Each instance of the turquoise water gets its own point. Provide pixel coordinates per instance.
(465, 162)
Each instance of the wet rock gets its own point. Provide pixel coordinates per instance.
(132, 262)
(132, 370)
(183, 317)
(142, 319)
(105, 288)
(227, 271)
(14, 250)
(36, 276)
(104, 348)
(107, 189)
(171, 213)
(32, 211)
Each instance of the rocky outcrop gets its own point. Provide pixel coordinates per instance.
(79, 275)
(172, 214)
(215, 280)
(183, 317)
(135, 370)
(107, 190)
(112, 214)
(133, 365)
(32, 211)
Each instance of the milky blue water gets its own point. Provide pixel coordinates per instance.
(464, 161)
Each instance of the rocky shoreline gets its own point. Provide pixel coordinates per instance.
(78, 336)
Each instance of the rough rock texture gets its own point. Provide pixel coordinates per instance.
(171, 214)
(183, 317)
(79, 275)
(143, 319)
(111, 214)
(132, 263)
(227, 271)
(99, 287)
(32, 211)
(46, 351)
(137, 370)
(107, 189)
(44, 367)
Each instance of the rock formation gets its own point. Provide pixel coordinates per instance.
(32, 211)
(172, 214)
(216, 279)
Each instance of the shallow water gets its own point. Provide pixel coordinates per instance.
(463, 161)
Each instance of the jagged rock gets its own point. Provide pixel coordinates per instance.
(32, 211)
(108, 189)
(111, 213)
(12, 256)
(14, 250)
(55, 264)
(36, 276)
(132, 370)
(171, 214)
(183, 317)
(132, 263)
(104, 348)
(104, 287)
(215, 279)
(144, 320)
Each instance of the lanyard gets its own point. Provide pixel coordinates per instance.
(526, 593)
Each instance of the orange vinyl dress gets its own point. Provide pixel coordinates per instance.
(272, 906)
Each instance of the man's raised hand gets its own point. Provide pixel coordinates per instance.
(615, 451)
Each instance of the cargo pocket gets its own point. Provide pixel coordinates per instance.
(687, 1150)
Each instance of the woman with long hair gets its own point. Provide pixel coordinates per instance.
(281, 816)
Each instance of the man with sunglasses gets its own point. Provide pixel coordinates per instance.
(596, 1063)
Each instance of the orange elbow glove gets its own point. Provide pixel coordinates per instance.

*BRIEF*. Edit the part of the entries that opens with the line containing "Each instance of the woman" and runs through the end of the entries: write those lines out again with "long hair" changed to "short hair" and nothing else altered.

*TASK ANSWER*.
Each instance of the woman with short hair gets its own point. Provide pixel coordinates per instance.
(281, 816)
Each instance of the man with sunglasses gets its own point. Provide pixel coordinates per instance.
(596, 1063)
Each instance of the orange elbow glove gets its own point. Provide pixel coordinates per instance.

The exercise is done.